Work required => Pull out each line in the records below that contains the string "covered". Case must match.

+++ Records for processing +++

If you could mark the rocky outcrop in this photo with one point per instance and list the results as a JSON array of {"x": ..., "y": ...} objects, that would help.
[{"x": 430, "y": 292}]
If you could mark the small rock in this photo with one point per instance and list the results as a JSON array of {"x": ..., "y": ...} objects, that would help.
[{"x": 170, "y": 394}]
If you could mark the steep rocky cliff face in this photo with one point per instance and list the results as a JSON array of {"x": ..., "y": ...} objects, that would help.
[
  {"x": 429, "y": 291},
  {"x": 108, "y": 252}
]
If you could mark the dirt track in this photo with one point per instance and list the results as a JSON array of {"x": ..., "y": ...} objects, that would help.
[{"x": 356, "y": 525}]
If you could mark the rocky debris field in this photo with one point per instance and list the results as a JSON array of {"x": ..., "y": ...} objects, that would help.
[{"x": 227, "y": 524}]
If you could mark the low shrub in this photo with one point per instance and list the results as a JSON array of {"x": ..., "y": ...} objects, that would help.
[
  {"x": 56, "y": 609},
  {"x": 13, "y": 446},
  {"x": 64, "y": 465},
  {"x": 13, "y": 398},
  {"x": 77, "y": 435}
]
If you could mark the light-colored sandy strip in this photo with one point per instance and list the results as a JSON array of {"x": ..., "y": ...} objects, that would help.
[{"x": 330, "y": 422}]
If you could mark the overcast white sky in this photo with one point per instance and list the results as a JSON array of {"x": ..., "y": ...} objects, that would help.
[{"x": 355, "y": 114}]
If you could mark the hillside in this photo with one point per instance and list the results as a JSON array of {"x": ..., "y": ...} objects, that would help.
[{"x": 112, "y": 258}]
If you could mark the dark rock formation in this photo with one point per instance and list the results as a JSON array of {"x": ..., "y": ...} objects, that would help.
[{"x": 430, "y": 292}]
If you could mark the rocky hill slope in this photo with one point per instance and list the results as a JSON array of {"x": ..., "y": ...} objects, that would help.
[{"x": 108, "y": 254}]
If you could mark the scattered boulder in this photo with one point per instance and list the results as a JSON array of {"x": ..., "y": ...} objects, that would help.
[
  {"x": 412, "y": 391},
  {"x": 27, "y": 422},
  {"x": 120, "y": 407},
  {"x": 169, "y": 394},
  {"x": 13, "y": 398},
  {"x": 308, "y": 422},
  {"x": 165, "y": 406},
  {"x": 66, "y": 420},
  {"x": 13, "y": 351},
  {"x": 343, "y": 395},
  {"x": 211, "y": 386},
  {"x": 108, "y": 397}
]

+++
+++ Records for processing +++

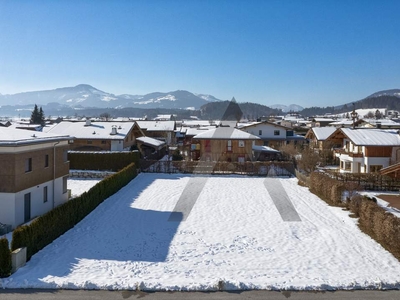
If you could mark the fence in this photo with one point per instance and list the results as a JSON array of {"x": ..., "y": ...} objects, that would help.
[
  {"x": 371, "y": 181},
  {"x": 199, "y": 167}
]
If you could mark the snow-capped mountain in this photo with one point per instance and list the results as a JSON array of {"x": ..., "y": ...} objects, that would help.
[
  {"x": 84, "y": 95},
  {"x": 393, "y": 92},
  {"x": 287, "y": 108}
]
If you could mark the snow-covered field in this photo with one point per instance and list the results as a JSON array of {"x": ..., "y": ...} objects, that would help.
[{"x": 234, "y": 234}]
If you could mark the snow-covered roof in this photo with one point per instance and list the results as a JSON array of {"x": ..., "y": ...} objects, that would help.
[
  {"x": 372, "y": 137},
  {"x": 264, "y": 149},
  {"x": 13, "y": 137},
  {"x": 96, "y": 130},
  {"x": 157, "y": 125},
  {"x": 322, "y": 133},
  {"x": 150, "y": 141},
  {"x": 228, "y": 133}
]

+++
+++ Records for processing +++

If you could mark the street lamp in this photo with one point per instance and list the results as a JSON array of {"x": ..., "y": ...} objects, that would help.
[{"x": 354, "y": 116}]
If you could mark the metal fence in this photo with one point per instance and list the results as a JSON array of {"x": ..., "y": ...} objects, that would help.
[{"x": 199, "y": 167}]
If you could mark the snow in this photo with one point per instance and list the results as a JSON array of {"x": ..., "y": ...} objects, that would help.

+++

Result =>
If you could mark the snow-covered field in this photo with one point per instance and list the results as a JSON array of {"x": ..., "y": ...} objects, that would help.
If you could mark the snow-covered roof in this photo with one point per instance and list the results as a JSON array of {"x": ..., "y": ...} objects, that would help.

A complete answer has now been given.